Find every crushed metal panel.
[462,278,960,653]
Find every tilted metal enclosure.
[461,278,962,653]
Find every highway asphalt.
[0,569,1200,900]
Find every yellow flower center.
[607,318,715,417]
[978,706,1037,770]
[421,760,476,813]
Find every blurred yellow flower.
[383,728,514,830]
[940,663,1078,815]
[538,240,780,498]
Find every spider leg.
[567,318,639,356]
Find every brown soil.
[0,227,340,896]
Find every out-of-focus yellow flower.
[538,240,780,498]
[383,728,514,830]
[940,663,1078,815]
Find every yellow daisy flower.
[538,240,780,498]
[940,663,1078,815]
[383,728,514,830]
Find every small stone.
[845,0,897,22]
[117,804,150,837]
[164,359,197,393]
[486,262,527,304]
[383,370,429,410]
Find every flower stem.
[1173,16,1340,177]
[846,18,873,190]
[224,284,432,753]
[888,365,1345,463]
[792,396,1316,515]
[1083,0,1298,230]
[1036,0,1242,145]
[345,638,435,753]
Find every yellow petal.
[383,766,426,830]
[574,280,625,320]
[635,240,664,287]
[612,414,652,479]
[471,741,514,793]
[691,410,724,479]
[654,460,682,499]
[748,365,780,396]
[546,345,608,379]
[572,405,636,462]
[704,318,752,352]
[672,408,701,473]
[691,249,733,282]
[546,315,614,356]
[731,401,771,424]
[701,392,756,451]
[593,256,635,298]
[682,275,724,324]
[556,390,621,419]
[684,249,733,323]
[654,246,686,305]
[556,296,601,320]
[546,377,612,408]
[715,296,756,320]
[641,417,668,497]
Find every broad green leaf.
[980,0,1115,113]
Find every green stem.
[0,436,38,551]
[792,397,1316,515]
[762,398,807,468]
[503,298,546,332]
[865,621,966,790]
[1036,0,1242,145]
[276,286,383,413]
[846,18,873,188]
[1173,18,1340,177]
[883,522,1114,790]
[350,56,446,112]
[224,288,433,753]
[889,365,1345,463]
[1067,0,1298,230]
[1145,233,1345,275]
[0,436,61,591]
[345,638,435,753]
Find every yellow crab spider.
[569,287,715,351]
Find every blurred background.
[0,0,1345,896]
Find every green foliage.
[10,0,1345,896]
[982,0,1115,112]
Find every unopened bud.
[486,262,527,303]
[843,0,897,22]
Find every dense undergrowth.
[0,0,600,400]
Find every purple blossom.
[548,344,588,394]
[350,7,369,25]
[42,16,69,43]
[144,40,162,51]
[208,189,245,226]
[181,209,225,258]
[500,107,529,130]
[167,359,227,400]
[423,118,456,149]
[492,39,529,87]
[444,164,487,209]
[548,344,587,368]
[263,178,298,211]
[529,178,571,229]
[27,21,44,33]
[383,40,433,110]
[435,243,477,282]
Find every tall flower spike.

++++++++++++++++++++

* What you are asked to do
Copy out every one of the lines above word for word, adding and changing nothing.

* Solution to the exercise
Find every crushed metal panel.
[462,278,960,653]
Find every tilted metal enclosure.
[461,278,962,653]
Find every highway asphalt.
[0,569,1200,900]
Find every yellow flower center.
[607,318,715,417]
[978,706,1037,770]
[421,760,476,813]
Find every blurred yellow flower.
[383,728,514,830]
[940,663,1078,815]
[538,240,780,498]
Find every spider leg.
[567,318,639,356]
Find every brown soil.
[0,227,340,896]
Find every out-of-focus yellow flower.
[538,240,780,498]
[383,728,514,830]
[940,663,1078,815]
Find every yellow daisy flower.
[538,240,780,498]
[940,663,1078,815]
[383,728,514,830]
Find every small stone.
[845,0,897,22]
[117,804,150,837]
[164,359,197,393]
[486,262,527,304]
[383,370,429,410]
Find every flower stem.
[1173,16,1340,177]
[846,18,873,190]
[224,284,432,753]
[888,365,1345,463]
[792,396,1316,515]
[1083,0,1298,230]
[1036,0,1242,145]
[345,638,435,753]
Find every yellow petal.
[383,766,426,830]
[574,280,625,320]
[635,240,664,287]
[612,414,652,479]
[471,741,514,793]
[691,410,724,479]
[654,460,682,499]
[748,365,780,396]
[546,345,608,379]
[572,405,636,462]
[704,318,752,352]
[672,408,701,473]
[691,249,733,282]
[546,315,614,356]
[731,401,771,424]
[701,392,756,451]
[593,256,635,298]
[682,275,724,324]
[556,390,621,419]
[684,249,733,323]
[654,246,686,305]
[556,296,601,320]
[546,377,612,408]
[715,296,756,320]
[641,417,668,497]
Find every broad green leaf.
[980,0,1115,113]
Find every green stem.
[0,436,38,551]
[792,397,1316,515]
[762,398,807,468]
[503,298,546,332]
[865,621,966,790]
[1036,0,1242,145]
[276,286,383,413]
[846,18,873,188]
[1173,18,1340,177]
[883,522,1114,790]
[350,56,446,112]
[224,288,433,753]
[889,365,1345,463]
[1067,0,1298,230]
[1145,233,1345,275]
[0,436,61,591]
[345,638,435,753]
Find every yellow crab spider.
[569,287,715,351]
Find every blurred background.
[0,0,1345,896]
Find every green foliage.
[10,0,1345,896]
[982,0,1115,112]
Find every unopened bud.
[486,262,527,303]
[843,0,897,22]
Find every dense undergrowth.
[0,0,600,400]
Find every purple blossom.
[548,344,588,394]
[350,7,369,25]
[42,16,69,43]
[144,40,162,51]
[208,189,245,226]
[181,209,225,258]
[500,107,529,130]
[167,359,227,400]
[423,118,456,149]
[492,39,529,87]
[444,164,487,209]
[548,344,587,368]
[263,178,298,211]
[529,178,571,229]
[27,21,44,33]
[383,40,433,110]
[435,243,477,282]
Find every tall flower spike.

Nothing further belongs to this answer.